- TASK -
Reproduce word for word everything in the records below, from the line containing "the white paper" down to the line containing "x=194, y=95", with both of those lines included.

Stored entries:
====
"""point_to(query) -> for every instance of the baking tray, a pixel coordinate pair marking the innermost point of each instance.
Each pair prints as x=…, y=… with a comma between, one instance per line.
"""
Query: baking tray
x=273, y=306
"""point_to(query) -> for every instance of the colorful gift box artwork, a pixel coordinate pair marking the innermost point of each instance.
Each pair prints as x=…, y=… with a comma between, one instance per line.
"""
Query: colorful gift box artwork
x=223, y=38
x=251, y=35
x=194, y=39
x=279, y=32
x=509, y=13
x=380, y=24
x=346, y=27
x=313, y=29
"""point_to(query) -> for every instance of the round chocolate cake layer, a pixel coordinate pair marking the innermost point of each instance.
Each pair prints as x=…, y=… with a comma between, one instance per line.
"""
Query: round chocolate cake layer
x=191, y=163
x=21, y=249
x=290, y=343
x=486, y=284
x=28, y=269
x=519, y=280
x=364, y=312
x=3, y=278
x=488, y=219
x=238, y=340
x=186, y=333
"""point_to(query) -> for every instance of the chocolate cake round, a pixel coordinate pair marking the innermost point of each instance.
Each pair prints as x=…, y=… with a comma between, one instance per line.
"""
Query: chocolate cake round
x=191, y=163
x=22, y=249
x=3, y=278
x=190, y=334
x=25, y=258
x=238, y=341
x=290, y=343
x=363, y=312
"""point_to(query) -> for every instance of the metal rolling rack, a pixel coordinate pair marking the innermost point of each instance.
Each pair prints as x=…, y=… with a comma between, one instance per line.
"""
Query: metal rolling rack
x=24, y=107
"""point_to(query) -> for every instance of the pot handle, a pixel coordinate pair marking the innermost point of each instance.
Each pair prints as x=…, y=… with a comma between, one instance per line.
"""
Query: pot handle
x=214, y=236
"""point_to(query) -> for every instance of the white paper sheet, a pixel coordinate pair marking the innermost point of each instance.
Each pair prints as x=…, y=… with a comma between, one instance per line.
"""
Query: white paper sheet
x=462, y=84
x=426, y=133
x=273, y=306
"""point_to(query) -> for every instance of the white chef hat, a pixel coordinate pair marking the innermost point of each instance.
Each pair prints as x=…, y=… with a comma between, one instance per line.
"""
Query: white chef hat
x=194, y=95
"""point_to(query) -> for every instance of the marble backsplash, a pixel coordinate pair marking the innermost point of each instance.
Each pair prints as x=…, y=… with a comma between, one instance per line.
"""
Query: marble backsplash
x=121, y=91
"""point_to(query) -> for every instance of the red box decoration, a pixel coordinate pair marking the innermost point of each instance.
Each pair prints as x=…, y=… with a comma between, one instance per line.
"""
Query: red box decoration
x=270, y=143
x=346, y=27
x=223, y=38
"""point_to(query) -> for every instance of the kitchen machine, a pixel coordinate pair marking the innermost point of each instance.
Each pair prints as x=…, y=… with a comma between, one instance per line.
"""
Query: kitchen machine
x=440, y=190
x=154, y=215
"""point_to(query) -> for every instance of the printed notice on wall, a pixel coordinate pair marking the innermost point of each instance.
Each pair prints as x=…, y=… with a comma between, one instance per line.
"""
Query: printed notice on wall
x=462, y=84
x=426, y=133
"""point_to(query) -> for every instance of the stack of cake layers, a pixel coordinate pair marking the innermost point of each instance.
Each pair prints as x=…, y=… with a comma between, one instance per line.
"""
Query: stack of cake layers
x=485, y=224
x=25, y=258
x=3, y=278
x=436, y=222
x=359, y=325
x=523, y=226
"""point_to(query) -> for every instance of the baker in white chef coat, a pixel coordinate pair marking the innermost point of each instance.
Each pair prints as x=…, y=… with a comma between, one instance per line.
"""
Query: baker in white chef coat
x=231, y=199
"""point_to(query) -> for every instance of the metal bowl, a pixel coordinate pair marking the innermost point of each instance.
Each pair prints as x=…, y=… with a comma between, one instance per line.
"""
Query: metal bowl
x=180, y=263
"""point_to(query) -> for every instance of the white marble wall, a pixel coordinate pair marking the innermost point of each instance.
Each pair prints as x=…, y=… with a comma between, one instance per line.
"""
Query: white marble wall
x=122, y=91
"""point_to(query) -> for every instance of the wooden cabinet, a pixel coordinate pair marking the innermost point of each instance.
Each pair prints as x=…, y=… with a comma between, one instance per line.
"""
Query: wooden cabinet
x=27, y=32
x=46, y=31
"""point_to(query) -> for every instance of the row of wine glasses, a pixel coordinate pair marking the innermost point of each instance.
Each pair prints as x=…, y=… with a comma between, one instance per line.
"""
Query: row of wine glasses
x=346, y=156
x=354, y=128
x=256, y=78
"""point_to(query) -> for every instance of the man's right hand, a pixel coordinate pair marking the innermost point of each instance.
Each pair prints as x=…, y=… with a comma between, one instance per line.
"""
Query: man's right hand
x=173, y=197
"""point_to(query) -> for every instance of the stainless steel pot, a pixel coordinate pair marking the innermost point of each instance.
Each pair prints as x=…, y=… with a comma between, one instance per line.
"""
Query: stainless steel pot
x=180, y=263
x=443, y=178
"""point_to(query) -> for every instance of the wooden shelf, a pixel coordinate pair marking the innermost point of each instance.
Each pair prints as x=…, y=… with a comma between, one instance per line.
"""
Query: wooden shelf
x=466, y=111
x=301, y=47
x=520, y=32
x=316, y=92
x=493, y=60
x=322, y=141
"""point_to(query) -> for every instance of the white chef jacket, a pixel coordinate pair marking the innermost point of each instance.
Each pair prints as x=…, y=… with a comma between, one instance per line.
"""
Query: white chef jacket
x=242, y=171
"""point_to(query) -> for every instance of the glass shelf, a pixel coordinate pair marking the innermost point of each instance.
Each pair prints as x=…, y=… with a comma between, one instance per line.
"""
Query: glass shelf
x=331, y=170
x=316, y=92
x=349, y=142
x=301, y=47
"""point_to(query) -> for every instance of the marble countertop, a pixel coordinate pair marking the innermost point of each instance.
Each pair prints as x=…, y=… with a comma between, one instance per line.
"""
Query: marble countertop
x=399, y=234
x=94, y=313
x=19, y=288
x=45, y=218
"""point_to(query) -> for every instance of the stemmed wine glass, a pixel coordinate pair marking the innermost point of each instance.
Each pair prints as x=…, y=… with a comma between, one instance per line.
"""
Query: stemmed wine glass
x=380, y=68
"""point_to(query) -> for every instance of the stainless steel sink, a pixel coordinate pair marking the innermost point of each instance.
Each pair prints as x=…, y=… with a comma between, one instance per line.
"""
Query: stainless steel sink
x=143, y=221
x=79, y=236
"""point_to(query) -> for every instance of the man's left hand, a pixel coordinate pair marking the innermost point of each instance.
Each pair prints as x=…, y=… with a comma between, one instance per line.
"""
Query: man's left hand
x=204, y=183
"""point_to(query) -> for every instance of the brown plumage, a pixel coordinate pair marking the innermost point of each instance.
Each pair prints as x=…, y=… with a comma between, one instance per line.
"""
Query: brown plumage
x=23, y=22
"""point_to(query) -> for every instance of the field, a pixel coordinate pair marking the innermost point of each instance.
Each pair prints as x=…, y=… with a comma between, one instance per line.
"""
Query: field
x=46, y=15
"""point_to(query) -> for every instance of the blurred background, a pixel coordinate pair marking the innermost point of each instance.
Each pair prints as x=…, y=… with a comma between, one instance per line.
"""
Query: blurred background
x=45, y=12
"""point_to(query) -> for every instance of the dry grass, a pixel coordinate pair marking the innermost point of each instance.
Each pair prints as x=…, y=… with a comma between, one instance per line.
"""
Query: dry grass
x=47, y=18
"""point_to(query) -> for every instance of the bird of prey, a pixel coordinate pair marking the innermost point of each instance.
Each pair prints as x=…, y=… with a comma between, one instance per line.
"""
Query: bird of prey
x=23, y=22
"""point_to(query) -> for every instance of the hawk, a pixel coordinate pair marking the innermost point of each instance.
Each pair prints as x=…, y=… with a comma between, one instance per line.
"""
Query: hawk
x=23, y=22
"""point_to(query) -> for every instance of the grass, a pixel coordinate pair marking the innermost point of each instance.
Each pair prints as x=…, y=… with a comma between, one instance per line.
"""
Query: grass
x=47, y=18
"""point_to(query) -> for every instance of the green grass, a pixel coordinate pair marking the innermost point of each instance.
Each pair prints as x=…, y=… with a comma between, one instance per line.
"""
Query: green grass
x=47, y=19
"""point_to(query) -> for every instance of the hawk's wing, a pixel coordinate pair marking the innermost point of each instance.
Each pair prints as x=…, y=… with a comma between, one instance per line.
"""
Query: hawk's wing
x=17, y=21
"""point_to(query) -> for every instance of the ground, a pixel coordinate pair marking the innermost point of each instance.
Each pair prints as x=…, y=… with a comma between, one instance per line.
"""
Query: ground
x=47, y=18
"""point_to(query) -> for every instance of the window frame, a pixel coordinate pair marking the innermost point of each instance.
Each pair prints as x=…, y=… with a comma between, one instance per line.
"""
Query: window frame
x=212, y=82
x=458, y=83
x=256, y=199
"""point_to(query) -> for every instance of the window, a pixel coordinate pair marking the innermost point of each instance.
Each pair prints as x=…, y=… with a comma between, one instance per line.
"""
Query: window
====
- ANSWER TO THE TASK -
"""point_to(query) -> for every instance of the white paper sheet, a pixel coordinate pair marking the innermost point of each instance.
Each pair prints as x=…, y=… with a comma between, one instance per line.
"""
Query: white paper sheet
x=462, y=84
x=426, y=133
x=273, y=306
"""point_to(query) -> for every instance of the white chef hat, a pixel coordinate pair marking the innermost point of each instance.
Each pair prints as x=…, y=… with a comma between, one instance per line.
"""
Query: white chef hat
x=194, y=95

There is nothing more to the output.